■ **PROBLEM DESCRIPTION**:
Can you quote, word for word, the stretch of the data from its beginning through the line containing "positive clicks: (182, 534)", leaving the pictures out?
=== Section Start ===
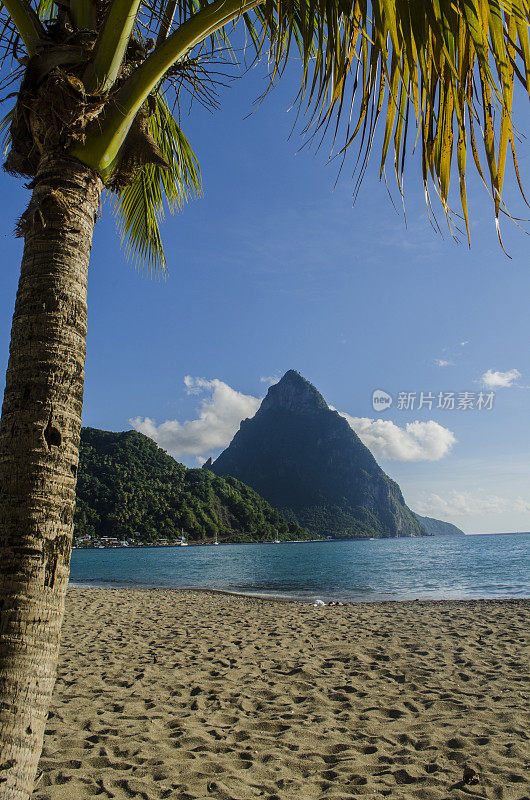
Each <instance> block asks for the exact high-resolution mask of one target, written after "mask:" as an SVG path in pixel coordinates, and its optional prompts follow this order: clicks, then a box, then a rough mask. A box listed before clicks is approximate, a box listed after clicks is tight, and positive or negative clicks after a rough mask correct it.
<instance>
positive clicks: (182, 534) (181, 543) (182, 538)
mask: <svg viewBox="0 0 530 800" xmlns="http://www.w3.org/2000/svg"><path fill="white" fill-rule="evenodd" d="M178 545H179V546H180V547H187V546H188V543H187V541H186V537H185V536H184V534H183V533H182V531H181V532H180V542H179V543H178Z"/></svg>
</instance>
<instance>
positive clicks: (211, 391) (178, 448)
mask: <svg viewBox="0 0 530 800" xmlns="http://www.w3.org/2000/svg"><path fill="white" fill-rule="evenodd" d="M184 385H185V387H186V392H187V394H189V395H197V396H198V395H201V394H202V395H204V396H203V397H202V399H201V400H200V403H199V408H198V414H197V418H196V419H192V420H186V421H185V422H179V420H176V419H173V420H166V421H165V422H162V423H161V424H160V425H157V424H156V422H155V420H153V419H151V418H150V417H135V418H134V419H131V420H129V422H130V424H131V425H132V427H133V428H134V429H135V430H137V431H139V432H140V433H144V434H145V435H146V436H149V437H150V438H151V439H154V441H155V442H156V443H157V444H158V445H159V446H160V447H163V448H164V450H166V451H167V452H168V453H170V454H171V455H172V456H174V457H175V458H179V459H181V458H184V457H186V456H194V457H195V460H196V462H197V463H198V464H199V465H202V464H203V463H204V461H205V456H206V455H208V454H210V453H212V452H213V451H216V450H220V449H223V448H225V447H227V446H228V445H229V444H230V442H231V441H232V438H233V436H234V434H235V433H236V432H237V430H238V428H239V424H240V422H241V420H243V419H246V418H247V417H253V416H254V414H255V413H256V411H257V410H258V408H259V406H260V403H261V398H259V397H254V396H253V395H247V394H242V393H241V392H238V391H236V390H235V389H232V387H231V386H229V385H228V384H227V383H224V382H223V381H221V380H218V379H217V378H214V379H213V380H208V379H206V378H194V377H192V376H191V375H186V377H185V378H184ZM330 408H333V407H332V406H330ZM333 410H335V409H333ZM339 413H341V416H343V417H344V418H345V419H346V420H347V421H348V423H349V424H350V425H351V427H352V428H353V430H354V431H355V432H356V433H357V434H358V436H359V438H360V439H361V441H362V442H363V443H364V444H365V445H366V447H368V449H369V450H371V452H372V453H373V454H374V456H375V457H376V458H388V459H395V460H398V461H438V460H439V459H441V458H443V457H444V456H445V455H447V454H448V453H449V451H450V450H451V448H452V447H453V445H454V444H455V442H456V438H455V435H454V433H453V432H452V431H450V430H449V429H448V428H444V427H443V426H442V425H439V424H438V423H437V422H434V420H430V421H428V422H418V421H416V422H409V423H408V424H407V425H406V426H405V427H404V428H400V427H399V426H398V425H396V424H394V423H393V422H391V421H389V420H382V419H378V420H374V419H369V418H367V417H353V416H351V415H350V414H345V413H342V412H339Z"/></svg>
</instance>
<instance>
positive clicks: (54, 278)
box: [0, 158, 101, 800]
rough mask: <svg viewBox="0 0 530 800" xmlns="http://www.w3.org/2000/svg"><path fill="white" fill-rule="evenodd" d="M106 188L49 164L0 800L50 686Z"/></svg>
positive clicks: (16, 466) (33, 351)
mask: <svg viewBox="0 0 530 800" xmlns="http://www.w3.org/2000/svg"><path fill="white" fill-rule="evenodd" d="M100 192H101V182H100V179H99V178H98V177H97V176H96V174H95V173H94V172H93V171H92V170H90V169H89V168H87V167H86V166H85V165H83V164H81V163H79V162H78V161H74V160H70V159H68V158H44V159H43V161H42V164H41V167H40V168H39V172H38V174H37V177H36V178H35V180H34V190H33V195H32V199H31V201H30V204H29V206H28V209H27V211H26V212H25V213H24V215H23V216H22V218H21V220H20V222H19V225H18V229H19V232H20V234H21V235H24V238H25V246H24V256H23V260H22V270H21V276H20V283H19V287H18V293H17V300H16V305H15V314H14V317H13V327H12V332H11V348H10V356H9V364H8V368H7V377H6V389H5V395H4V405H3V409H2V418H1V422H0V571H1V574H0V799H1V800H27V798H28V797H29V795H30V794H31V791H32V788H33V782H34V779H35V774H36V771H37V764H38V761H39V757H40V753H41V749H42V740H43V736H44V727H45V723H46V716H47V712H48V704H49V701H50V698H51V694H52V690H53V685H54V682H55V672H56V662H57V654H58V649H59V639H60V631H61V623H62V617H63V609H64V597H65V593H66V586H67V583H68V572H69V562H70V550H71V545H72V532H73V517H74V508H75V487H76V477H77V464H78V454H79V436H80V429H81V409H82V405H83V381H84V364H85V351H86V324H87V310H86V290H87V272H88V262H89V256H90V248H91V242H92V234H93V230H94V224H95V220H96V216H97V213H98V209H99V202H100Z"/></svg>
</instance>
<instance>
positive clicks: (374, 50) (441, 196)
mask: <svg viewBox="0 0 530 800" xmlns="http://www.w3.org/2000/svg"><path fill="white" fill-rule="evenodd" d="M148 2H149V3H152V7H153V8H155V7H157V3H158V2H159V0H148ZM251 3H252V0H250V2H249V3H248V4H246V5H245V0H242V5H241V14H240V18H241V19H242V22H243V24H244V25H245V26H246V30H247V33H248V35H249V41H250V44H251V45H252V46H253V48H254V49H255V52H256V53H257V54H258V55H262V54H266V55H267V57H268V60H269V65H270V86H272V85H273V84H274V83H275V81H276V79H277V78H278V77H279V76H281V74H282V72H283V70H284V69H285V66H286V64H287V62H288V60H289V59H290V57H291V56H292V55H293V54H297V56H298V60H299V62H300V64H301V69H302V75H301V80H300V90H299V93H298V97H297V104H298V108H299V113H304V114H305V115H306V124H305V126H304V128H303V132H304V133H305V134H307V135H309V136H310V137H317V141H320V142H322V141H325V140H327V139H326V134H328V133H329V132H331V134H332V141H333V144H334V145H335V147H336V145H337V143H338V144H339V152H340V153H341V154H342V158H344V157H345V156H346V154H347V151H348V150H349V148H350V147H351V146H352V145H353V144H354V143H356V145H357V147H358V158H357V162H356V167H355V171H356V177H357V180H356V184H355V193H356V192H357V191H358V189H359V186H360V184H361V181H362V179H363V176H364V174H365V171H366V167H367V164H368V160H369V157H370V154H371V152H372V149H373V146H374V136H375V130H376V127H377V125H378V123H379V122H380V120H383V121H384V134H383V137H382V145H381V150H380V167H381V174H383V173H384V171H385V166H386V164H387V160H388V159H389V158H390V157H391V156H392V157H393V162H394V163H393V169H394V172H395V175H396V180H397V184H398V187H399V190H400V192H401V193H403V181H404V171H405V165H406V163H407V154H408V152H409V150H410V149H411V148H412V147H414V146H415V144H416V143H417V142H419V144H420V148H421V164H422V176H423V183H424V188H425V194H426V199H427V204H428V207H429V208H430V207H431V201H430V197H429V192H430V187H431V186H434V189H435V192H436V194H437V195H438V197H439V199H440V201H441V204H442V208H443V210H444V213H445V216H446V219H447V222H448V224H449V226H450V228H451V229H452V230H454V222H455V213H454V212H453V209H452V208H451V206H450V200H449V195H450V183H451V178H452V177H453V176H456V175H458V184H459V202H460V207H461V215H462V217H463V220H464V223H465V228H466V233H467V238H468V239H469V219H468V206H467V194H466V173H467V170H468V165H469V163H472V164H473V163H474V165H475V166H476V168H477V170H478V172H479V175H480V176H481V177H482V179H483V180H484V182H485V184H486V186H487V188H488V191H489V192H490V195H491V197H492V200H493V206H494V215H495V221H496V225H497V231H498V234H499V240H500V230H499V216H500V213H507V210H506V208H505V206H504V203H503V200H502V188H503V183H504V176H505V171H506V161H507V154H508V147H510V153H511V156H512V159H513V164H514V170H515V174H516V176H517V180H518V182H519V184H520V178H519V169H518V164H517V156H516V151H515V140H516V138H517V137H516V132H515V131H514V128H513V124H512V113H511V112H512V104H513V93H514V83H515V80H516V78H517V80H518V81H519V82H520V83H521V84H522V85H523V86H524V87H525V88H526V89H527V91H528V92H529V94H530V42H529V36H528V27H529V22H530V2H529V0H371V2H368V0H264V2H262V3H259V4H255V5H254V7H250V4H251ZM205 5H206V4H205V3H204V2H203V0H178V2H177V7H176V13H175V18H176V20H177V22H178V23H179V24H180V23H182V22H183V21H185V20H187V19H190V17H192V16H193V15H196V14H197V13H198V12H200V9H202V8H204V7H205ZM159 8H160V9H163V8H164V5H163V4H162V5H160V7H159ZM245 9H246V10H245ZM160 13H162V12H160ZM226 30H228V28H226ZM224 41H225V43H226V42H227V41H228V34H226V35H225V40H224ZM342 136H344V139H342V138H340V137H342ZM479 143H480V149H481V150H482V152H479V147H478V144H479ZM454 162H455V163H454ZM523 196H524V195H523ZM501 244H502V242H501Z"/></svg>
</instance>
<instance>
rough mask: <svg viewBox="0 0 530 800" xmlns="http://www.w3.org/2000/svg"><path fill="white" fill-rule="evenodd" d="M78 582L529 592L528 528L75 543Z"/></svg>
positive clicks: (250, 589)
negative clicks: (490, 532)
mask: <svg viewBox="0 0 530 800" xmlns="http://www.w3.org/2000/svg"><path fill="white" fill-rule="evenodd" d="M70 580H71V582H72V583H74V584H82V585H87V584H88V585H96V586H97V585H99V586H136V587H142V586H143V587H166V588H176V589H216V590H223V591H228V592H235V593H238V594H247V595H257V596H262V597H276V598H281V599H286V600H305V601H311V602H314V601H315V600H317V599H320V600H323V601H324V602H330V601H333V600H335V601H339V600H340V601H343V602H348V601H364V602H369V601H382V600H415V599H418V600H472V599H482V598H521V597H527V598H528V597H530V533H521V534H493V535H487V536H486V535H483V536H480V535H479V536H461V537H458V536H456V537H449V536H435V537H428V538H422V539H376V540H373V541H369V540H363V541H326V542H299V543H298V542H297V543H288V542H285V543H280V544H273V543H270V544H269V543H267V544H245V545H236V544H233V545H219V546H218V547H215V546H213V545H212V546H200V547H194V546H190V547H140V548H117V549H105V550H74V551H73V553H72V562H71V575H70Z"/></svg>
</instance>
=== Section End ===
■ **TASK ANSWER**:
Each <instance> block asks for the exact high-resolution mask of one target, written after "mask:" as an SVG path in pixel coordinates, and its optional prompts follow this order: clicks, then a box, then a rough mask. A box listed before clicks is approximate, a box listed after clicks is tight, and positive or negative clicks after a rough mask correct it.
<instance>
positive clicks: (182, 534) (181, 543) (182, 538)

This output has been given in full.